● **Material supplied**:
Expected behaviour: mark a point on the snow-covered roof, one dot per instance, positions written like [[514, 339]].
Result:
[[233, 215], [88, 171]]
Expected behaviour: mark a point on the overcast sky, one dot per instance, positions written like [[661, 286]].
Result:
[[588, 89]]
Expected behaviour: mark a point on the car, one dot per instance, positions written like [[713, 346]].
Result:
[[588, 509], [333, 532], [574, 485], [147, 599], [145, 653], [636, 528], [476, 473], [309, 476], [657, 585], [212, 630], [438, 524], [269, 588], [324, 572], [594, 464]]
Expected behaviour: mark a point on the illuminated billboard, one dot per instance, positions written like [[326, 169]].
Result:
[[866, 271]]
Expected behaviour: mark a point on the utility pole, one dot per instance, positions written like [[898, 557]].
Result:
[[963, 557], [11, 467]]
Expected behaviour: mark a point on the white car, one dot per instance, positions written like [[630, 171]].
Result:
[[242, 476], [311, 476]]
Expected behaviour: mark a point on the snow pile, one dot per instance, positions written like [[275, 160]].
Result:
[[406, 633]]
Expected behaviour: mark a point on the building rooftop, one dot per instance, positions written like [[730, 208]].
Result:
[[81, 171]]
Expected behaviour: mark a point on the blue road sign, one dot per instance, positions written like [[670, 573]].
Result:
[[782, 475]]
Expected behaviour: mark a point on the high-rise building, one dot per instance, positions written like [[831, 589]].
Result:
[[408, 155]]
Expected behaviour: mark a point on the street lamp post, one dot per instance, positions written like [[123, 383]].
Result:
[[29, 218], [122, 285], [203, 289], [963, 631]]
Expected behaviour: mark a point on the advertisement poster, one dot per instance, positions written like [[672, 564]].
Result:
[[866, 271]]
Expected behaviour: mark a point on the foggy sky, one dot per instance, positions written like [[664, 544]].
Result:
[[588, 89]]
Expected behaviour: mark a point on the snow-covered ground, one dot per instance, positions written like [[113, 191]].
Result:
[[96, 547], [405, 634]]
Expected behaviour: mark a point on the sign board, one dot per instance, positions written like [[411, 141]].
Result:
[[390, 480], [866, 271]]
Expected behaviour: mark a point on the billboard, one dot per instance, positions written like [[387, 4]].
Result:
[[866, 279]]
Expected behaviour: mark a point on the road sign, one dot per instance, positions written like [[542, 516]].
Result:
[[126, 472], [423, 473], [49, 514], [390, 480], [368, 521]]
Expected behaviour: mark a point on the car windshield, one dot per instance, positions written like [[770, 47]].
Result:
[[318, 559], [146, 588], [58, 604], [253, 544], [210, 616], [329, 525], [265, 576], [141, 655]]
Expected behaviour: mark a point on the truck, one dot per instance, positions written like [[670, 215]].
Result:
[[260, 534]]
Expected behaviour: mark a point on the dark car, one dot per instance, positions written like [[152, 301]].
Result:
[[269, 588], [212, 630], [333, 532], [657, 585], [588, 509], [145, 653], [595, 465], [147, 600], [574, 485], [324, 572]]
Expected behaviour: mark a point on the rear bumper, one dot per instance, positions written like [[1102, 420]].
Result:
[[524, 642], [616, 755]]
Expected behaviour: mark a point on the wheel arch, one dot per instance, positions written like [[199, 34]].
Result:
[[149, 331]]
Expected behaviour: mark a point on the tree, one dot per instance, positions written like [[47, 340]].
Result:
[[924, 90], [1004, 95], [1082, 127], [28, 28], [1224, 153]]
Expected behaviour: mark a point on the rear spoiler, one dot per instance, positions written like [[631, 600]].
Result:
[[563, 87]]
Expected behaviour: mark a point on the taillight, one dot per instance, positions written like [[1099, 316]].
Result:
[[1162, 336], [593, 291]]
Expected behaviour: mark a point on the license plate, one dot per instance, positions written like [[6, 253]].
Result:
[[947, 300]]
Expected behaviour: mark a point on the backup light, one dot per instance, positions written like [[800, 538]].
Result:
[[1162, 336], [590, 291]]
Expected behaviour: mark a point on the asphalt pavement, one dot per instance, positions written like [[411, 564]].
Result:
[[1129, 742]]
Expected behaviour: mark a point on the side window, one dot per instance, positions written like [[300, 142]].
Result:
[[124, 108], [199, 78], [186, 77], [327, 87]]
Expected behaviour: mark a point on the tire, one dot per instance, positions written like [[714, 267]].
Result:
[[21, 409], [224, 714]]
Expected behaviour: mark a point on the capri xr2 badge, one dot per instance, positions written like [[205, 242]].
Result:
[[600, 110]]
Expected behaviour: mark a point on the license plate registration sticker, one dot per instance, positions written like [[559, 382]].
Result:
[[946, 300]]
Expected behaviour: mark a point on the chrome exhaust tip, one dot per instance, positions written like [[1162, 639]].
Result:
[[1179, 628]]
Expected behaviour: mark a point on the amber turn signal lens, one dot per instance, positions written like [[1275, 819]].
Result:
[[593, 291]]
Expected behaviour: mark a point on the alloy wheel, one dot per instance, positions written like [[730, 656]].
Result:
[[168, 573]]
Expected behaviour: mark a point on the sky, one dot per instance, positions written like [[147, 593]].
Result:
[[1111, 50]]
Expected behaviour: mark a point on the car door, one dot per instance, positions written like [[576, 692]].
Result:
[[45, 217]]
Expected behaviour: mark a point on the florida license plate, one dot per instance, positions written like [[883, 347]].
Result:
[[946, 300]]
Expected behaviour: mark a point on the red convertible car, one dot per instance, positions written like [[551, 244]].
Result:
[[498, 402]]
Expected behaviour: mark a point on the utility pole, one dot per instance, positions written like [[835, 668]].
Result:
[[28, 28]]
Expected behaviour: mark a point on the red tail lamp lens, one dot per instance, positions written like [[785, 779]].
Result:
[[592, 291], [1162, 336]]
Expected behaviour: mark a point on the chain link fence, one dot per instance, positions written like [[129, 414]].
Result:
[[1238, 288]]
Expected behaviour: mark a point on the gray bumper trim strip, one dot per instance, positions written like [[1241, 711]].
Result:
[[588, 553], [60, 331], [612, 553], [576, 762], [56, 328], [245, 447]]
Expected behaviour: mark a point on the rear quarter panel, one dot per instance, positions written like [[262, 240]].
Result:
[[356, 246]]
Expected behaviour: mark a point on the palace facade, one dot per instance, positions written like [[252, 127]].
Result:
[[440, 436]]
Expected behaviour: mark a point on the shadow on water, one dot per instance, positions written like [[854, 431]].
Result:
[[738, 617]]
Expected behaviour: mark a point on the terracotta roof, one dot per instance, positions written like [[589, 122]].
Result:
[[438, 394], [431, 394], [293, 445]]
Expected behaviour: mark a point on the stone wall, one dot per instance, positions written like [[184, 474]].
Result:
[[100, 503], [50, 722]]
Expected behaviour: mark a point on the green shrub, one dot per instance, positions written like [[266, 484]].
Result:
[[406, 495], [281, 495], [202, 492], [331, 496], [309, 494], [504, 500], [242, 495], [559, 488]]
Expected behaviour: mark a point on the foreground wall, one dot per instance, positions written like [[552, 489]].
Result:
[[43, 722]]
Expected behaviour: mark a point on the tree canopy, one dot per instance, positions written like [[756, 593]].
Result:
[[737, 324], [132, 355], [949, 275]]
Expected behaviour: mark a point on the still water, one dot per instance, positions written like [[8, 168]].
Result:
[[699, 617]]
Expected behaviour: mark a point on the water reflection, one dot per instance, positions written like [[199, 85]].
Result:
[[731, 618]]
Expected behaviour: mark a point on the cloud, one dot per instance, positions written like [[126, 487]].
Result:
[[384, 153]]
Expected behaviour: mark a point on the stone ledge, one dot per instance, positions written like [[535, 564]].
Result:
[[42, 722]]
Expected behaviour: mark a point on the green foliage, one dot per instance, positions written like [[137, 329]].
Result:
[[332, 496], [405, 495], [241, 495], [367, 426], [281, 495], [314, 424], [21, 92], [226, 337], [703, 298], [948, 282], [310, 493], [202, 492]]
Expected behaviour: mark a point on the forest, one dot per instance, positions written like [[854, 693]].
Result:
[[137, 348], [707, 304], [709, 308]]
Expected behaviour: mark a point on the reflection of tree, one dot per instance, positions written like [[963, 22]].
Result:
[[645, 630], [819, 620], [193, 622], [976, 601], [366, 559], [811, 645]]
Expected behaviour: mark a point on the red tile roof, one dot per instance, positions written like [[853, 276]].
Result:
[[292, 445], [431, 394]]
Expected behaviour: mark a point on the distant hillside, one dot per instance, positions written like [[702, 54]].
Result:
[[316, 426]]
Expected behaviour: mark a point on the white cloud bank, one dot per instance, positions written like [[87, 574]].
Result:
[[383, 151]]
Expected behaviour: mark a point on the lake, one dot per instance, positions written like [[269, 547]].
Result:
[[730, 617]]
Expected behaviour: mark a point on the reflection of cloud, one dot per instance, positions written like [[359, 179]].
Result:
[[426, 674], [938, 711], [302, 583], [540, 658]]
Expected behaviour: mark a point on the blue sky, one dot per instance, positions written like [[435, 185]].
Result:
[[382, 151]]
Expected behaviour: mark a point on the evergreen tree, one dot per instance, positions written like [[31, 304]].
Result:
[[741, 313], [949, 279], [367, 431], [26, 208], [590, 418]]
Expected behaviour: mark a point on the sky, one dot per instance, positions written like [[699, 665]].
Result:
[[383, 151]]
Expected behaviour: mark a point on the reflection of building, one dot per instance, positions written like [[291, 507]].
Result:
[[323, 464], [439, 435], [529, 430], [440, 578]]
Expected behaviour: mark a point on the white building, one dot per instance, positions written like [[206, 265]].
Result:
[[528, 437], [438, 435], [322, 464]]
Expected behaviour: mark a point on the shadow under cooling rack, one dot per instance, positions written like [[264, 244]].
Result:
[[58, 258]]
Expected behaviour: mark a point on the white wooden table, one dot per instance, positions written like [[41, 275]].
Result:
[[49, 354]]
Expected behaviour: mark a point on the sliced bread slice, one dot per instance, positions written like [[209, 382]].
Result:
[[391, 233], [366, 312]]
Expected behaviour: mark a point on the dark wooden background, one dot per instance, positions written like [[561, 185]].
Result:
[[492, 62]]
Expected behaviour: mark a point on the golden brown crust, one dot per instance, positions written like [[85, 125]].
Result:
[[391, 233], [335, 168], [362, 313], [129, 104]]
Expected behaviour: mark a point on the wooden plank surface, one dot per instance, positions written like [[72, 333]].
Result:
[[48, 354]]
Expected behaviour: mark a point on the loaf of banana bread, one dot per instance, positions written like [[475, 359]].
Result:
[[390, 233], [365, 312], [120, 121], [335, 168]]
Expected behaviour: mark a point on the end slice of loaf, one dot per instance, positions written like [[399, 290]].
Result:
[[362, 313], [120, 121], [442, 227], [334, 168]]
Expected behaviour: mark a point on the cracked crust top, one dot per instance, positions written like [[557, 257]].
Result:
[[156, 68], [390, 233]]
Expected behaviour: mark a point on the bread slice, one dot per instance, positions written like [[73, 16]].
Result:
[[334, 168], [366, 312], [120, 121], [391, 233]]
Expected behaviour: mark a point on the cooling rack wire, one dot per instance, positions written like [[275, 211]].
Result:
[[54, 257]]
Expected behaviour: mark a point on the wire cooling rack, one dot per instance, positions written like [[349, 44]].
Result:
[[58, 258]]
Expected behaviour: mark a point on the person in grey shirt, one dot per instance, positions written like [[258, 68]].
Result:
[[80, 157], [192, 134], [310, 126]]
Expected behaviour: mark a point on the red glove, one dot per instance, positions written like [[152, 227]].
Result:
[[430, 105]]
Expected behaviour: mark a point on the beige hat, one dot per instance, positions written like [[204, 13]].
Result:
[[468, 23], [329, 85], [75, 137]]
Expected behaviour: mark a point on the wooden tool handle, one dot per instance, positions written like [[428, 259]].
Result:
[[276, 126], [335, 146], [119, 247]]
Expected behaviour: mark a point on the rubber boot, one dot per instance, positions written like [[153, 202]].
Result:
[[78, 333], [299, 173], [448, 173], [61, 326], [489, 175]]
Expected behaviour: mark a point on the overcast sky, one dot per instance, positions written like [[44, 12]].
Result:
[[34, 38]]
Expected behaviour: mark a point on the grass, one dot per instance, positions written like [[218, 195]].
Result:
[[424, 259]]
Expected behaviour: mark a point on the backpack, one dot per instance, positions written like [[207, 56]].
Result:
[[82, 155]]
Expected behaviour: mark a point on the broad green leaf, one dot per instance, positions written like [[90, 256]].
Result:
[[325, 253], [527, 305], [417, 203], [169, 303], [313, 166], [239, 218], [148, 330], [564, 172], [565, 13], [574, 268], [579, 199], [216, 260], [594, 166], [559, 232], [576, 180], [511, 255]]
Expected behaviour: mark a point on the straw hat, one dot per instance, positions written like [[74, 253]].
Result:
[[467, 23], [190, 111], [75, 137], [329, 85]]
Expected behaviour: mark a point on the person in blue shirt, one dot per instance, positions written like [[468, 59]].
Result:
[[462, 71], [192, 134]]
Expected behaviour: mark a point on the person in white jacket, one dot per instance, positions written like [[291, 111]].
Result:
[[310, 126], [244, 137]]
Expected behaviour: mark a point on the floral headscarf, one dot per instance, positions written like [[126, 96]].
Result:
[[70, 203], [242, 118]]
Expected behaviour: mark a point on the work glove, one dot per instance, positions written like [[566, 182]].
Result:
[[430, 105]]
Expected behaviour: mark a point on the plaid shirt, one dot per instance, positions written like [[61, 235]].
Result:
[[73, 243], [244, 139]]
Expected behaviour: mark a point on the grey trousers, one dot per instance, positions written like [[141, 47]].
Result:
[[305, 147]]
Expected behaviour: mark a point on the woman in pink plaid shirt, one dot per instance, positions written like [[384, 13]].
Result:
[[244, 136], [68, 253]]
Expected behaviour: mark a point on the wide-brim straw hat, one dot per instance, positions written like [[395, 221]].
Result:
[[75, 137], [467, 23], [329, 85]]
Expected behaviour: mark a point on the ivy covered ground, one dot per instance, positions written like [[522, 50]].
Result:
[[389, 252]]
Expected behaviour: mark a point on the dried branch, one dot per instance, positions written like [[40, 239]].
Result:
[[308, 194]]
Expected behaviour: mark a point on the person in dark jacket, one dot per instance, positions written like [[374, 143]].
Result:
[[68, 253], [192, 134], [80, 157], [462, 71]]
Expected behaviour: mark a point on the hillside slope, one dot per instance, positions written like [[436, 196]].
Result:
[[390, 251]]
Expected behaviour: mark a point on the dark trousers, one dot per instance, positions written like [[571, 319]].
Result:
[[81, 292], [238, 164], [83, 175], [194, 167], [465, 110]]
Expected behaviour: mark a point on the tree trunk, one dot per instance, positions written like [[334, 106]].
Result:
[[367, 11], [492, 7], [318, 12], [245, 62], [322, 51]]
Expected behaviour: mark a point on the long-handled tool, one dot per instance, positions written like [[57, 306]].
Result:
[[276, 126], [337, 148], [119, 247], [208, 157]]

● **Aim of the exercise**:
Reproduce verbatim the stretch of the records from the line containing "Expected behaviour: mark a point on the work" through the line containing "[[73, 243], [244, 139]]", inclusive of both.

● **Task response**:
Expected behaviour: mark a point on the work glove, one dot per instance, positions written like [[566, 182]].
Result:
[[430, 105]]
Expected behaviour: mark a point on the plaid shirt, one dot per instance, positions written like [[61, 235]].
Result:
[[73, 243], [244, 139]]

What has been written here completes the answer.